▸ Consignes de travail
- 1) Recopiez le passage de la critique de Sans jamais nous connaître qui va de « Durée : 1h45 » à « d’un deuil non-accompli. ».
- 2) Donnez la suite de la critique du film Sans jamais nous connaître, à partir de sa dernière phrase.

▸ Critique
★ ★ ★ ★ ★

Critique : Sans jamais nous connaître

A Londres, Adam vit dans une tour où la plupart des appartements sont inoccupés. Une nuit, la monotonie de son quotidien est interrompue par sa rencontre avec un mystérieux voisin, Harry. Alors que les deux hommes se rapprochent, Adam est assailli par des souvenirs de son passé et retourne dans la ville de banlieue où il a grandi. Arrivé devant sa maison d’enfance, il découvre que ses parents occupent les lieux, et semblent avoir le même âge que le jour de leur mort, il y a plus de 30 ans.

Sans jamais nous connaître
Royaume-Uni, 2023
De Andrew Haigh

Durée : 1h45

Sortie : 14/02/2023

Note :

FANTÔMES DE L’AMOUR

Dans 45 ans, réalisé par Andrew Haigh en 2015, un fantôme s’invitait lors de l’anniversaire de mariage du vieux couple formé par Kate et Geoff. On venait en effet de retrouver le corps de Katya, le premier grand amour de Geoff, disparue tragiquement en montagne un demi-siècle plus tôt. Katya avait été comme aspirée par une fissure dans la roche et sa réapparition, conservée dans la glace, devenait aussi mystérieuse que sa disparition. Celle des parents d’Adam dans Sans jamais nous connaître est plus banale (un accident de voiture, la nuit, après quelques verres), mais la résurgence des fantômes reste tout aussi troublante pour le personnage principal, interprété par le formidable Andrew Scott. Dans ces deux films, Haigh traite avec finesse d’un deuil, mais d’un deuil non-accompli.

Ce n’est pas un spoiler que de dire que Sans jamais nous connaître parle de fantôme. Andrew Haigh a d’ailleurs cette fois-ci une approche beaucoup plus directe que dans 45 ans, qui traitait d’une ombre spectrale assez métaphorique. Le parti-pris du cinéaste rappelle d’ailleurs celui de sa compatriote Joanna Hogg dans le récent Eternal Daughter. Hogg y embrassait pleinement les motifs du film gothique, avec un respect des codes classiques et un anachronisme singulier dans le paysage du cinéma contemporain. Hogg et Haigh ont en commun d’utiliser des outils fantastiques pour dépeindre ce qui, dans d’autres films, ferait l’objet de drames familiaux parfaitement réalistes. Chez Haigh, la porosité du réel et du surnaturel constitue en effet une singularité,  un équilibre que l’on pouvait croiser bien plus régulièrement dans les années 70 (de Roeg à Altman) qu’aujourd’hui, dans des films qui sont en premier lieu des drames adultes très concrets, mais où le fantastique apporte une perspective sensible.

★ ★ ★ ★ ★

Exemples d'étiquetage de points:
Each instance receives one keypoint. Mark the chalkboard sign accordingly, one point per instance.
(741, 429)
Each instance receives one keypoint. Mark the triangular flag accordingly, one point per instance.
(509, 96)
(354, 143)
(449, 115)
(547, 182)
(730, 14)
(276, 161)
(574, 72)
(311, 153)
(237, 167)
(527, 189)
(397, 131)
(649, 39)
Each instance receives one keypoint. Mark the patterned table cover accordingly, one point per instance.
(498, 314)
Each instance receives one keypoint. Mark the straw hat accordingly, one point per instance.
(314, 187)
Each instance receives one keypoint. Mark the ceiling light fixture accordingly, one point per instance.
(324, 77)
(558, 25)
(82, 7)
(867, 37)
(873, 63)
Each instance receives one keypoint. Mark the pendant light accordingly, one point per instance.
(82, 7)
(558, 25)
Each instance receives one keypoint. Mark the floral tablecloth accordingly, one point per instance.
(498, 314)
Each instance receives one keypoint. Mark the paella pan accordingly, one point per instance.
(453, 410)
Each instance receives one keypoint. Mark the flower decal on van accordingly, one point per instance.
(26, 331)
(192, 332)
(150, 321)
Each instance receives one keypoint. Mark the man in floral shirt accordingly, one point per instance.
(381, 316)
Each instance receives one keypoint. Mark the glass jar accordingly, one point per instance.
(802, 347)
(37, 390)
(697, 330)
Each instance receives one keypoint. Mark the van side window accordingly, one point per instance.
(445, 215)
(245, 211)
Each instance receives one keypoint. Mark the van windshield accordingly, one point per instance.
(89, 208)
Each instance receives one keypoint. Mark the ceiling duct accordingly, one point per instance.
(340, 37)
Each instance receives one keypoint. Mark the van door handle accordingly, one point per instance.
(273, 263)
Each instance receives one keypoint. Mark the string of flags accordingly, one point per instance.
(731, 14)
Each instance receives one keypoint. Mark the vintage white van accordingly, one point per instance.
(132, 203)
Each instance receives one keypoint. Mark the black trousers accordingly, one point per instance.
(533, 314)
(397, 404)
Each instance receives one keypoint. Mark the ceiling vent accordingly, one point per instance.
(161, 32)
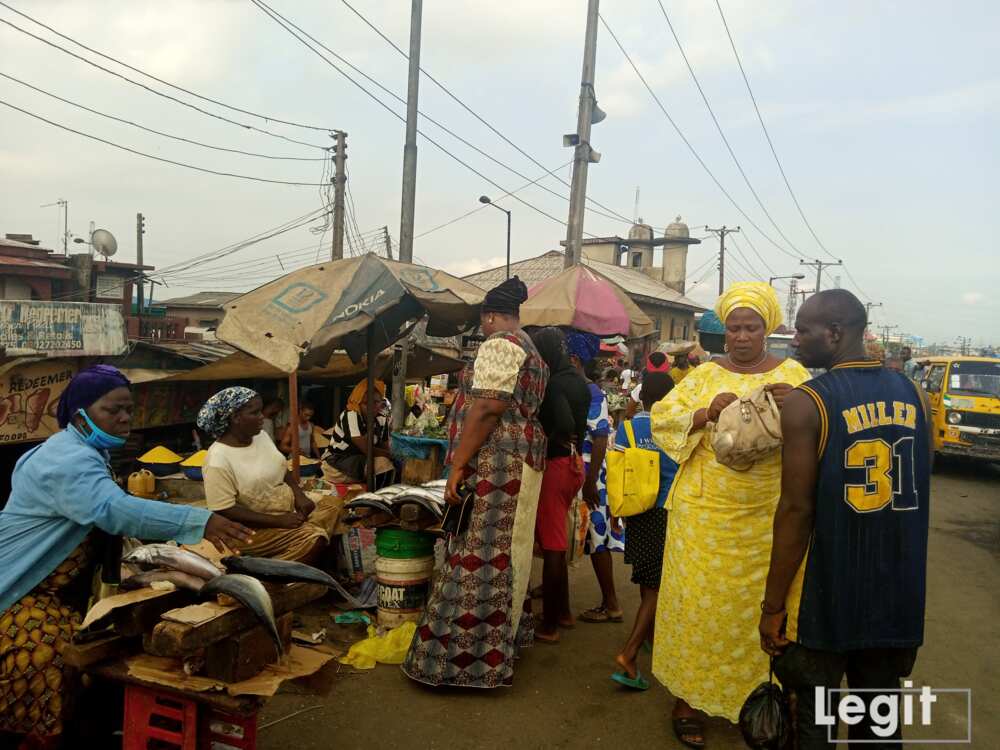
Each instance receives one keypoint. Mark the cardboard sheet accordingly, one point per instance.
(104, 607)
(196, 614)
(298, 662)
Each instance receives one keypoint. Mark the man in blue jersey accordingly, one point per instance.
(846, 586)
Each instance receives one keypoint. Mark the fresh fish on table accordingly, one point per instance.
(179, 578)
(277, 571)
(251, 594)
(152, 556)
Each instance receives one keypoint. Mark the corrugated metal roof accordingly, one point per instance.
(203, 299)
(636, 284)
(18, 260)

★ ★ ★ ★ ★

▸ Réponses attendues
- 1)
Durée : 1h45

Sortie : 14/02/2023

Note :

FANTÔMES DE L’AMOUR

Dans 45 ans, réalisé par Andrew Haigh en 2015, un fantôme s’invitait lors de l’anniversaire de mariage du vieux couple formé par Kate et Geoff. On venait en effet de retrouver le corps de Katya, le premier grand amour de Geoff, disparue tragiquement en montagne un demi-siècle plus tôt. Katya avait été comme aspirée par une fissure dans la roche et sa réapparition, conservée dans la glace, devenait aussi mystérieuse que sa disparition. Celle des parents d’Adam dans Sans jamais nous connaître est plus banale (un accident de voiture, la nuit, après quelques verres), mais la résurgence des fantômes reste tout aussi troublante pour le personnage principal, interprété par le formidable Andrew Scott. Dans ces deux films, Haigh traite avec finesse d’un deuil, mais d’un deuil non-accompli.

- 2)
Et de la sensibilité, il en faut pour évoquer les expériences queer de Sans jamais nous connaître. Si le film a une dimension universelle (sur l’amour, le deuil, la solitude), Andrew Haigh raconte aussi quelque chose de spécifique sur l’expérience gay, qu’on a rarement vu exprimé ainsi. Ici, la redécouverte de la chambre d’un jeune ado gay peut éveiller une nostalgie, mais nous plonge aussi (surtout) dans la solitude propre aux enfants queer. Seul et enfermé dans sa chambre, seul dans une rame de métro, seul même en étant entouré. Le film traite de manière bouleversante des dynamiques familiales, de ce qui n’a jamais été dit, de ce qu’un adulte queer aurait aimé entendre en grandissant. Cela pourrait être trop littéral, mais Haigh trouve une alchimie magique entre ce qui est finalement articulé (les regrets et les incompréhensions d’un père et d’une mère vis-à-vis de leur gosse gay) et l’atmosphère irréelle, aux portes de l’abstraction et du grotesque.

« Tu n’as pas changé, c’est toujours toi », dit la mère à son fils retrouvé. « Tout a changé » affirme pourtant ce dernier, mais Adam croit-il seulement ce qu’il est en train de dire ?  C’est là, en creux, la dimension politique du film : tout a changé (le mariage, l’adoption, le regard que porte la société) mais la solitude et le rapport cassé à la famille sont toujours actuels. Car en parlant de famille, Haigh parle aussi de temps : aux dynamiques familiales s’ajoutent les dynamiques générationnelles lorsqu’Adam a une liaison avec un homme plus jeune que lui. Qu’est-ce que chaque génération queer trimballe dans son sac, quelle difficulté peut-il y avoir à bâtir une intimité avec quelqu’un ? Voilà une question qui trouve un écho avec Week-end, le film qui a révélé le cinéaste il y a une dizaine d’années.

Sans jamais nous connaître parle de malaise et de mal-être jusqu’à être très dur, mais il le fait avec élégance : le film n’est jamais cruel envers ses personnages ou envers le public. Les sentiments débordent comme dans le choix de chansons particulièrement expressives entendues dans le film, du mélodrame absolu de Frankie Goes to Hollywood (The Power of Love) à l’explosion sentimentale des Pet Shop Boys (Always on My Mind). Le choix d’artistes et de voix queer n’est pas anodin et souligne cette émotion directe procurée par une chanson pop, sans passer par le filtre narratif bien connu de toute personne queer, à savoir se projeter dans des chansons écrites avant tout pour des hétérosexuels. Les vieilles chansons queer sont elles aussi aussi des fantômes qui enveloppent Adam. C’est une étreinte étrange, rappelant celle qui unit les personnages de Mysterious Skin, autre grand film chaleureux sur le trauma queer qu’Andrew Haigh cite ici le temps d’un plan marquant. Ample et ambitieux, Sans jamais nous connaître est une merveille qui, simultanément, console et brise le cœur.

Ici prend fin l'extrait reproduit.